PETUNJUK TUGAS ▸ Tuliskan ulang dengan persis bagian dari teks tentang hukum perlindungan konsumen di bawah, mulai dari kata-kata yang memuat "Hukum Perlindungan Konsumen" sampai berakhir pada "kepentingan pihak lain.".

KUTIPAN PILIHAN ▸
Hukum Perlindungan Konsumen

Pengertian Mengenai Konsumen

Terdapat berbagai pengertian mengenai konsumen walaupun tidak terdapat perbedaan yang mencolok antara satu pendapat dengan pendapat lainnya.

Konsumen sebagai peng-Indonesia-an istilah asing (Inggris) yaitu consumer, secara harfiah dalam kamus Bahasa indonesia diartikan sebagai “seseorang atau sesuatu perusahaan yang membeli barang tertentu atau menggunakan jasa tertentu”; atau “sesuatu atau seseorang yang menggunakan suatu persediaan atau sejumlah barang”. ada juga yang mengartikan ” setiap orang yang menggunakan barang atau jasa”.

Konsumen menurut kamus Hukum adalah pihak yang memakai atau menggunakan barang dan jasa, baik untuk kepentingan diri sendiri maupun untuk kepentingan pihak lain.

Dari pengertian diatas terlihat bahwa ada pembedaan antar konsumen sebagai orang alami atau pribadi kodrati dengan konsumen sebagai perusahan atau badan hukum pembedaan ini penting untuk membedakan apakah konsumen tersebut menggunakan barang tersebut untuk dirinya sendiri atau untuk tujuan komersial (dijual, diproduksi lagi).

Banyak negara secara tegas menetapkan siapa yang disebut sebagai konsumen dalam perundang-undangannya, konsumen dibatasi sebagai “setiap orang yang membeli barang yang disepakati, baik menyangkut harga dan cara-cara pembayarannya, tetapi tidak termasuk mereka yang mendapatkan barang untuk dijual kembali atau lain-lain keperluan komersial (Consumer protection Act No. 68 of 1986 Pasal 7 huruf C).

Perancis mendefinisikan konsumen sebagai; “A privat person using goods and services for privat ends”. Sementara Spanyol menganut definisi konsumen sebagai berikut: “Any individual or company who is the ultimatebuyer or user of personal or real property, products, services, or activities, regardless of wheter the seller, supplier or producer is a public or private entity, acting alone or collectively”.

DATA LATIHAN ▸

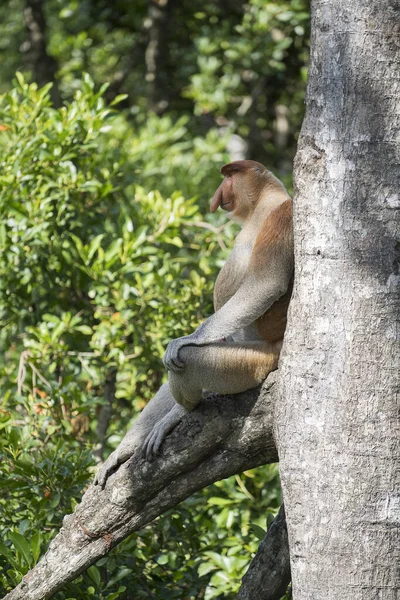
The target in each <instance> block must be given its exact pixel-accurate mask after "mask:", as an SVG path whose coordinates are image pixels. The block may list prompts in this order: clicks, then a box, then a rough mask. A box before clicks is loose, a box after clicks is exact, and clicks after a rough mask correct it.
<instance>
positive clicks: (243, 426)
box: [4, 372, 278, 600]
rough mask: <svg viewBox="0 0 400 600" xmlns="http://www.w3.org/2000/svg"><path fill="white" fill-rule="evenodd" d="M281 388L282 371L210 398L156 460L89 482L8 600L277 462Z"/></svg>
mask: <svg viewBox="0 0 400 600" xmlns="http://www.w3.org/2000/svg"><path fill="white" fill-rule="evenodd" d="M275 390H276V372H275V373H271V375H270V376H269V377H268V378H267V380H266V381H265V383H264V385H263V387H262V388H261V391H260V390H259V389H256V390H251V391H249V392H245V393H243V394H240V395H238V396H239V397H237V396H225V397H222V396H219V397H218V396H213V395H211V396H209V397H208V398H207V399H206V400H205V401H204V402H203V403H202V405H201V407H200V408H199V409H198V410H196V411H194V412H193V413H190V414H189V415H187V417H185V419H184V420H183V422H182V423H181V424H180V425H179V426H178V427H177V428H176V429H175V430H174V431H173V432H172V434H171V435H170V436H168V439H167V440H166V441H165V443H164V444H163V448H162V452H161V455H160V456H159V457H157V459H155V460H154V461H152V462H148V461H146V460H145V459H143V458H141V457H138V456H134V457H132V458H131V459H130V460H129V461H128V462H127V463H125V465H123V466H122V467H121V468H120V469H119V470H118V471H117V473H115V474H114V475H112V476H111V477H110V479H109V480H108V481H107V485H106V487H105V489H104V490H101V488H100V486H96V487H94V486H91V487H90V488H89V489H88V490H87V492H86V493H85V495H84V496H83V498H82V502H81V503H80V504H79V505H78V507H77V508H76V510H75V512H74V514H73V515H68V516H67V517H65V519H64V522H63V527H62V529H61V530H60V532H59V534H58V535H57V536H56V537H55V539H54V540H53V541H52V543H51V544H50V547H49V549H48V551H47V553H46V554H45V555H44V556H43V557H42V558H41V559H40V561H39V563H38V564H37V565H36V567H34V568H33V569H32V570H31V571H30V572H29V573H28V574H27V575H26V576H25V577H24V578H23V580H22V582H21V583H20V584H19V585H18V586H17V587H16V588H15V589H14V590H13V591H12V592H10V593H9V594H7V595H6V596H5V598H4V600H43V599H46V598H51V596H52V595H53V594H54V593H55V592H56V591H58V590H59V589H60V588H62V586H63V585H64V584H65V583H67V582H68V581H71V580H73V579H75V578H76V577H77V576H78V575H79V574H80V573H81V572H82V571H84V570H85V569H86V568H87V567H89V566H90V565H91V564H93V563H94V562H96V561H97V560H98V559H99V558H101V557H102V556H104V555H105V554H107V553H108V552H109V551H110V550H111V548H113V547H114V546H116V545H117V544H118V543H119V542H121V541H122V540H123V539H124V538H125V537H127V536H128V535H129V534H130V533H132V532H133V531H136V530H137V529H139V528H141V527H143V525H145V524H146V523H149V522H150V521H152V520H153V519H155V517H157V516H158V515H160V514H162V513H163V512H165V511H166V510H167V509H168V508H171V507H172V506H175V505H176V504H178V503H179V502H181V501H182V500H183V499H184V498H187V497H188V496H190V495H191V494H193V493H194V492H195V491H196V490H199V489H201V488H203V487H205V486H206V485H209V484H210V483H212V482H214V481H219V480H220V479H224V478H225V477H228V476H230V475H233V474H235V473H240V472H242V471H244V470H247V469H251V468H254V467H256V466H259V465H262V464H267V463H270V462H276V461H277V458H278V457H277V454H276V449H275V445H274V441H273V437H272V426H273V415H274V405H275ZM271 598H272V597H271Z"/></svg>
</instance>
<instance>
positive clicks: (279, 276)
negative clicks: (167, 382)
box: [163, 253, 293, 372]
mask: <svg viewBox="0 0 400 600" xmlns="http://www.w3.org/2000/svg"><path fill="white" fill-rule="evenodd" d="M274 258H275V260H274V261H273V264H272V265H271V263H269V264H268V268H266V267H265V266H264V265H261V266H258V268H256V269H249V273H248V275H247V277H246V278H245V280H244V282H243V284H242V285H241V286H240V288H239V289H238V290H237V292H236V293H235V294H234V295H233V296H232V298H230V300H228V302H227V303H226V304H224V306H222V307H221V308H220V309H219V310H218V311H217V312H216V313H214V314H213V315H212V316H211V317H209V318H208V319H206V321H204V323H202V324H201V325H200V326H199V327H198V328H197V329H196V330H195V331H194V332H193V333H191V334H190V335H188V336H185V337H181V338H177V339H175V340H172V341H171V342H170V343H169V344H168V347H167V351H166V353H165V355H164V358H163V361H164V365H165V366H166V368H167V369H168V370H170V371H175V372H177V371H180V370H182V369H183V368H184V367H185V363H184V362H183V361H182V359H181V358H180V357H179V351H180V350H181V348H183V347H184V346H203V345H206V344H210V343H213V342H218V341H220V340H221V339H224V338H227V337H228V336H230V335H232V334H233V333H235V332H236V331H238V330H239V329H242V328H243V327H247V326H248V325H250V324H251V323H253V322H254V321H255V320H256V319H258V318H259V317H261V316H262V315H263V314H264V313H265V312H266V311H267V310H268V309H269V308H270V307H271V306H272V304H273V303H274V302H275V301H276V300H278V299H279V298H280V297H281V296H283V294H284V293H285V292H286V290H287V288H288V286H289V282H290V279H291V276H292V270H293V262H292V259H291V257H290V256H288V255H286V254H285V253H282V254H281V255H280V256H278V257H274Z"/></svg>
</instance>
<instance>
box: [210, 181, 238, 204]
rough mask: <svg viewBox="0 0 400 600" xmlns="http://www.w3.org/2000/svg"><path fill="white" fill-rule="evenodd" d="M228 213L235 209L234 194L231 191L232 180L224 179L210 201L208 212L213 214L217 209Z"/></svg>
mask: <svg viewBox="0 0 400 600" xmlns="http://www.w3.org/2000/svg"><path fill="white" fill-rule="evenodd" d="M219 206H220V207H221V208H222V209H223V210H227V211H229V212H231V211H233V210H234V208H235V194H234V192H233V189H232V179H230V178H228V179H226V178H225V179H224V181H223V182H222V183H221V185H220V186H219V188H218V189H217V191H216V192H215V194H214V196H213V197H212V200H211V206H210V210H211V212H215V211H216V210H217V208H218V207H219Z"/></svg>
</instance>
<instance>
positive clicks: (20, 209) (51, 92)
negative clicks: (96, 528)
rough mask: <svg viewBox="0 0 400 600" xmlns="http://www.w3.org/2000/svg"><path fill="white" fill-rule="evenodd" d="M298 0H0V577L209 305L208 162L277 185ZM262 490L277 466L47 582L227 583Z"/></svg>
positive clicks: (78, 477)
mask: <svg viewBox="0 0 400 600" xmlns="http://www.w3.org/2000/svg"><path fill="white" fill-rule="evenodd" d="M308 11H309V6H308V3H307V0H279V1H276V2H265V1H262V0H250V1H248V2H244V1H237V0H217V1H214V2H210V1H205V2H204V1H202V2H200V1H199V0H192V1H191V2H185V3H182V2H181V3H178V1H177V0H157V1H154V2H147V1H144V0H135V2H123V1H119V0H117V1H115V2H112V3H111V2H108V1H107V2H106V1H105V0H96V1H95V0H82V1H78V0H74V1H69V2H68V1H65V0H63V1H61V0H43V1H40V0H24V1H23V0H10V1H9V2H8V3H2V4H1V6H0V34H1V35H0V51H1V64H2V69H1V73H0V90H1V91H2V93H3V95H2V96H1V99H0V150H1V154H0V157H1V158H0V162H1V169H0V214H1V218H0V344H1V355H0V394H1V396H0V430H1V439H0V461H1V463H0V464H1V469H0V506H1V513H0V533H1V539H2V541H1V542H0V592H3V593H6V592H7V591H9V590H10V589H11V588H12V587H14V586H15V585H16V584H17V583H18V582H19V581H20V580H21V578H22V576H23V575H24V574H25V573H26V572H27V570H28V569H29V568H30V567H32V566H33V564H34V563H35V562H36V561H37V559H38V557H39V556H40V555H41V554H42V553H43V552H44V551H45V550H46V548H47V546H48V544H49V541H50V540H51V539H52V537H54V535H55V534H56V532H57V530H58V528H59V527H60V525H61V522H62V518H63V516H64V515H65V514H66V513H69V512H71V511H73V509H74V507H75V505H76V503H77V502H79V498H80V496H81V494H82V492H83V491H84V490H85V488H86V487H87V486H88V485H89V483H90V481H91V479H92V477H93V472H94V470H95V465H96V463H98V462H99V461H101V460H103V459H104V458H105V457H106V456H107V455H108V453H109V452H110V451H111V450H112V449H113V448H115V447H116V446H117V445H118V443H119V442H120V440H121V438H122V436H123V434H124V432H125V431H126V430H127V428H128V427H129V426H130V424H131V423H132V421H133V420H134V418H135V417H136V416H137V414H138V412H139V411H140V410H141V409H142V408H143V406H144V405H145V404H146V402H147V401H148V400H149V399H150V398H151V397H152V395H153V394H154V392H155V390H156V389H157V388H158V387H159V385H160V384H161V383H162V382H163V380H164V378H165V374H164V369H163V367H162V363H161V357H162V354H163V352H164V349H165V346H166V344H167V342H168V340H169V339H171V338H173V337H178V336H180V335H185V334H187V333H188V332H190V331H192V330H193V329H194V328H195V327H196V326H197V325H198V324H199V322H200V321H201V320H202V318H204V316H207V315H209V314H210V312H211V311H212V287H213V281H214V280H215V276H216V273H217V271H218V269H219V268H220V266H221V264H222V262H223V260H224V258H225V257H226V254H227V252H228V250H229V247H230V245H231V242H232V239H233V237H234V235H235V228H234V226H232V225H229V224H225V220H224V217H223V216H220V215H210V214H208V212H207V210H208V202H209V198H210V197H211V195H212V193H213V191H214V190H215V188H216V187H217V185H219V181H220V175H219V168H220V167H221V165H222V164H224V163H225V162H227V161H229V160H230V159H232V158H237V157H238V153H239V154H242V155H243V156H245V157H246V158H253V159H256V160H259V161H261V162H263V163H264V164H266V165H268V166H269V168H271V169H272V170H274V172H275V173H277V175H278V176H280V177H281V178H282V179H283V181H284V182H285V183H286V184H287V185H288V186H289V189H290V185H291V179H290V171H291V160H292V158H293V155H294V151H295V142H296V137H297V134H298V131H299V128H300V124H301V119H302V114H303V101H304V93H305V79H306V65H307V42H308V18H309V14H308ZM15 73H16V74H15ZM48 82H50V85H48ZM280 500H281V498H280V489H279V479H278V471H277V467H276V466H266V467H263V468H261V469H257V470H255V471H251V472H246V473H243V474H242V475H240V476H237V477H233V478H230V479H227V480H225V481H222V482H219V483H216V484H214V485H212V486H210V487H209V488H208V489H206V490H204V491H202V492H200V493H198V494H196V495H195V496H193V497H192V498H189V499H188V500H186V501H185V502H183V503H182V504H181V505H180V506H179V507H177V508H176V509H174V510H172V511H169V512H168V513H167V514H165V515H164V516H163V517H161V518H159V519H158V520H157V521H156V522H155V523H153V524H151V525H150V526H148V527H146V528H145V529H143V530H142V531H140V532H138V533H137V534H135V535H133V536H130V537H129V538H128V539H127V540H125V541H124V542H123V543H122V544H120V545H119V546H118V548H116V549H115V550H113V551H112V552H111V553H110V554H109V555H108V556H107V557H105V558H103V559H102V560H100V561H99V562H98V563H97V564H96V566H93V567H91V568H90V569H89V570H88V572H87V573H85V574H83V575H82V576H80V577H79V578H78V579H77V580H76V581H75V582H73V583H71V584H69V585H67V586H65V588H64V589H63V591H62V592H59V593H58V594H57V596H56V598H58V599H59V600H61V599H63V600H66V599H76V600H78V599H79V600H80V599H82V600H83V599H87V598H93V599H96V600H100V599H101V600H103V599H108V600H113V599H114V598H120V599H121V600H128V599H131V598H163V599H169V598H177V599H185V600H186V599H187V600H189V599H203V598H204V599H205V600H209V599H211V598H222V599H231V598H234V597H235V592H236V591H237V589H238V587H239V584H240V578H241V577H242V575H243V574H244V572H245V570H246V568H247V566H248V563H249V560H250V559H251V556H252V555H253V554H254V553H255V551H256V549H257V546H258V543H259V539H260V537H262V536H263V534H264V532H265V530H266V528H267V525H268V524H269V523H270V522H271V520H272V519H273V517H274V515H275V514H276V512H277V509H278V507H279V504H280Z"/></svg>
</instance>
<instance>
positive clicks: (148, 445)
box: [141, 404, 186, 460]
mask: <svg viewBox="0 0 400 600" xmlns="http://www.w3.org/2000/svg"><path fill="white" fill-rule="evenodd" d="M185 413H186V410H185V409H184V408H183V406H181V405H180V404H175V405H174V407H173V408H172V409H171V410H170V411H169V413H167V414H166V415H165V416H164V417H163V418H162V419H161V421H159V422H158V423H156V424H155V425H154V427H153V429H152V430H151V431H150V433H149V435H148V436H147V438H146V439H145V441H144V443H143V446H142V450H141V453H142V456H144V457H146V459H147V460H151V459H152V458H154V457H155V456H156V455H157V454H158V452H159V450H160V447H161V444H162V443H163V441H164V439H165V438H166V437H167V435H168V434H169V432H170V431H171V430H172V429H173V428H174V427H175V426H176V425H177V424H178V423H179V421H180V420H181V419H182V417H183V415H184V414H185Z"/></svg>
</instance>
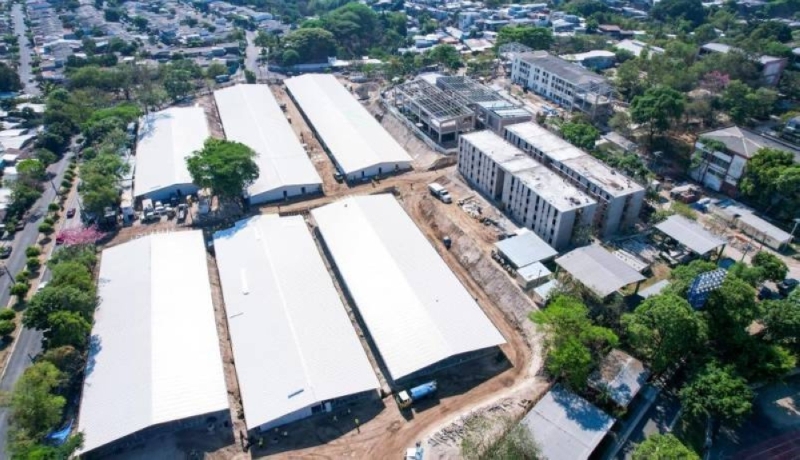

HASIL TUGAS ▸
Hukum Perlindungan Konsumen

Pengertian Mengenai Konsumen

Terdapat berbagai pengertian mengenai konsumen walaupun tidak terdapat perbedaan yang mencolok antara satu pendapat dengan pendapat lainnya.

Konsumen sebagai peng-Indonesia-an istilah asing (Inggris) yaitu consumer, secara harfiah dalam kamus Bahasa indonesia diartikan sebagai “seseorang atau sesuatu perusahaan yang membeli barang tertentu atau menggunakan jasa tertentu”; atau “sesuatu atau seseorang yang menggunakan suatu persediaan atau sejumlah barang”. ada juga yang mengartikan ” setiap orang yang menggunakan barang atau jasa”.

Konsumen menurut kamus Hukum adalah pihak yang memakai atau menggunakan barang dan jasa, baik untuk kepentingan diri sendiri maupun untuk kepentingan pihak lain.